- _TASK PROMPT_
Can you gather every line from the items below that contains the word "field"?

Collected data
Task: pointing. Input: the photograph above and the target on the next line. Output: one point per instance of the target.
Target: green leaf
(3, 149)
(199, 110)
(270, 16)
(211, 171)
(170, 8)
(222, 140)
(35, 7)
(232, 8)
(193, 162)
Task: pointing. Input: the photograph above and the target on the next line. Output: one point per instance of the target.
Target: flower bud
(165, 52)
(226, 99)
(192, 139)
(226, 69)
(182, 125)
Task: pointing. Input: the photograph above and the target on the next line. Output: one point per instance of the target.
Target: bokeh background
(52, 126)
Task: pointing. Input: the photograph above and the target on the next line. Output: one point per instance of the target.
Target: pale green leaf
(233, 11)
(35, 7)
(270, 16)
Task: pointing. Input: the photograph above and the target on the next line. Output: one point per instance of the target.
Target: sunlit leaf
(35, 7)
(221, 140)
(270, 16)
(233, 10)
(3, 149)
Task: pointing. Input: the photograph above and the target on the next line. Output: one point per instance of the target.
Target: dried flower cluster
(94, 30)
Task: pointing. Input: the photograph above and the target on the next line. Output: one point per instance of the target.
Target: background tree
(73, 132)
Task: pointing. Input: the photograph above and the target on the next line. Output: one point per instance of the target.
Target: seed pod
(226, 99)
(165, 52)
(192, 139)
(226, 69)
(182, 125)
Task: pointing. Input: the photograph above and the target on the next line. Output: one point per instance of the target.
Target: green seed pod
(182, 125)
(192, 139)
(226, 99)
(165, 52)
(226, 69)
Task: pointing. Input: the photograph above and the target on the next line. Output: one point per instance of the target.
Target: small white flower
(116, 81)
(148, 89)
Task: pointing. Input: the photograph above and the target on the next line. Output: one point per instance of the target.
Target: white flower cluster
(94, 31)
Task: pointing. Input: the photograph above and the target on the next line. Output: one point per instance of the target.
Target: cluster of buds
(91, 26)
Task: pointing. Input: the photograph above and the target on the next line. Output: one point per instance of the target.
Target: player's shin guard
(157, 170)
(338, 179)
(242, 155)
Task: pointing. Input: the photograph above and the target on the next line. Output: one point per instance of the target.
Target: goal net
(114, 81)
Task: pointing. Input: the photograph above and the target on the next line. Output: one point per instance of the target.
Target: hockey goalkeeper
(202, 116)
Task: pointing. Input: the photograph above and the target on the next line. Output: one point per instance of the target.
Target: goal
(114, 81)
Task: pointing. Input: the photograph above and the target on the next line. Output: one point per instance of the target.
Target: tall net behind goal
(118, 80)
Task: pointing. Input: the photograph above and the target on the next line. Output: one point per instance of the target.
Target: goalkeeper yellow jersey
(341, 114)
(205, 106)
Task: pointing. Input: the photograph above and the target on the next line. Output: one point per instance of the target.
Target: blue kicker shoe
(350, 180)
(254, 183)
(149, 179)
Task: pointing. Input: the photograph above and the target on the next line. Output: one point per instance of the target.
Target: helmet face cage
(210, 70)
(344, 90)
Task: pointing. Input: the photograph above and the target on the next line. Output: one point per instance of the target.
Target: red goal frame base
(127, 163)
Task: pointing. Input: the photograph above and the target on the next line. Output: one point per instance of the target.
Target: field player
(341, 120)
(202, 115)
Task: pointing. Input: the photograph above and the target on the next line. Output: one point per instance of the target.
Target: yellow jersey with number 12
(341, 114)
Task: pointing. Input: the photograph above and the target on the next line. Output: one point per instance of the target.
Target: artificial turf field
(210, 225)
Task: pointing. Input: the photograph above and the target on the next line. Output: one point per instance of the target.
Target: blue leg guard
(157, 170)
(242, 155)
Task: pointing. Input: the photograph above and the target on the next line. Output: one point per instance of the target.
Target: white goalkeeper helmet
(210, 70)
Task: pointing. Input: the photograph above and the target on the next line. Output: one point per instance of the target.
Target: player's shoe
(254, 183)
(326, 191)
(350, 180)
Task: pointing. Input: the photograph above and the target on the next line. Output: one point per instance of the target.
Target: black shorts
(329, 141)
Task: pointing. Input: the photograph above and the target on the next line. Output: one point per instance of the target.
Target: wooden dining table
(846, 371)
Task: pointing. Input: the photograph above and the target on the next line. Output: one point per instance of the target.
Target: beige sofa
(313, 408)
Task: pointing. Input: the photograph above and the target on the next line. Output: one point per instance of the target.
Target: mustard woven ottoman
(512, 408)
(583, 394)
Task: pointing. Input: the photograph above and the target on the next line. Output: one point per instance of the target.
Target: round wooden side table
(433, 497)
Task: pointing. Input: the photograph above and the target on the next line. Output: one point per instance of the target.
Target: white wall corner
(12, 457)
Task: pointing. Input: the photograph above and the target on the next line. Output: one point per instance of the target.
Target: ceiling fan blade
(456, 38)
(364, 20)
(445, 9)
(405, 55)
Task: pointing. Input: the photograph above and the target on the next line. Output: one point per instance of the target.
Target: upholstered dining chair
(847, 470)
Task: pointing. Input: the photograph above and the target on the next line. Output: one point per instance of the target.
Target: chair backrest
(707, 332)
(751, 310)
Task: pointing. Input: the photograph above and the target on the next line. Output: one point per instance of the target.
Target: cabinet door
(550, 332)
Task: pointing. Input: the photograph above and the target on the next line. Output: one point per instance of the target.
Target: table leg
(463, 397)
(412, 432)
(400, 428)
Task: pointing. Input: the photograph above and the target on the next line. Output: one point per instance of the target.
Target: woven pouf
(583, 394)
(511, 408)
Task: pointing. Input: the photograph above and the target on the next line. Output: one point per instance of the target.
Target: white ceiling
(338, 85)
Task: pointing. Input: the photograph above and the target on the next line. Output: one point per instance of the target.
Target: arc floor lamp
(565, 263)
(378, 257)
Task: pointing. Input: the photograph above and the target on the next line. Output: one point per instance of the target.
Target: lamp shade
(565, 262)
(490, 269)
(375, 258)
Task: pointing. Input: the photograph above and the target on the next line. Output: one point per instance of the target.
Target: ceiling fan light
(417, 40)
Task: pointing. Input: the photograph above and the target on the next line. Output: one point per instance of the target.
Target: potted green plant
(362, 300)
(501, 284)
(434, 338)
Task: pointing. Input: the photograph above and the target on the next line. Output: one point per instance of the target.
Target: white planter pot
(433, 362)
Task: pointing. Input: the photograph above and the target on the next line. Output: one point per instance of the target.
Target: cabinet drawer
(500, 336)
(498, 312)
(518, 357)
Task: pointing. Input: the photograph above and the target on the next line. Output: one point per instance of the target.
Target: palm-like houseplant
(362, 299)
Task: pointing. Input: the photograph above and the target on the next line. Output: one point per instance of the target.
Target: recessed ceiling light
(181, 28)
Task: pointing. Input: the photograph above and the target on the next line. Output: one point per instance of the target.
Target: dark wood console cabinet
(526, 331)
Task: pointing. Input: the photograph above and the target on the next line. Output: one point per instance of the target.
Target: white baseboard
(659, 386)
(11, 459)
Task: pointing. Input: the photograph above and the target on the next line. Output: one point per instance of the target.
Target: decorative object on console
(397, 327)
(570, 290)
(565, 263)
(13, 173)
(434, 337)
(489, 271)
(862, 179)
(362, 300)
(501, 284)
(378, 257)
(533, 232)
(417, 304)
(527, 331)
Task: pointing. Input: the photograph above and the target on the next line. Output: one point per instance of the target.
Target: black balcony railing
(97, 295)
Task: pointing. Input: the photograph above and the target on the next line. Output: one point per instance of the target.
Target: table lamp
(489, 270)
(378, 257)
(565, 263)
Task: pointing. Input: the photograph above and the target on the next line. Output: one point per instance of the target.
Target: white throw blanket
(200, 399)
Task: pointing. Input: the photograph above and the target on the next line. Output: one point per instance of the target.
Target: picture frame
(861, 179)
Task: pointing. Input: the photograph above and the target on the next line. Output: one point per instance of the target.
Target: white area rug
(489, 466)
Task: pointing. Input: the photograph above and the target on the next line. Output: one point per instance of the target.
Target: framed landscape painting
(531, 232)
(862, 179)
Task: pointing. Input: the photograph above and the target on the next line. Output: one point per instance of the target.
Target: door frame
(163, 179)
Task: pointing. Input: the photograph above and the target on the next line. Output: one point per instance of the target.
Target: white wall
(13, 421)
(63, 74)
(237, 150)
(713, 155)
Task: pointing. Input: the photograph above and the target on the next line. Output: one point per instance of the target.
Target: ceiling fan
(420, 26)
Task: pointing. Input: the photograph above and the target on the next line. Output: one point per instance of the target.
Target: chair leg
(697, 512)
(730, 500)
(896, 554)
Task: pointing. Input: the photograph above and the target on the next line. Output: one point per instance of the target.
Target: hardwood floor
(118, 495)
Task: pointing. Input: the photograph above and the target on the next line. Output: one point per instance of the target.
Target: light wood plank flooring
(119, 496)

- _WRITTEN SOLUTION_
Target: field player
Target: artificial turf field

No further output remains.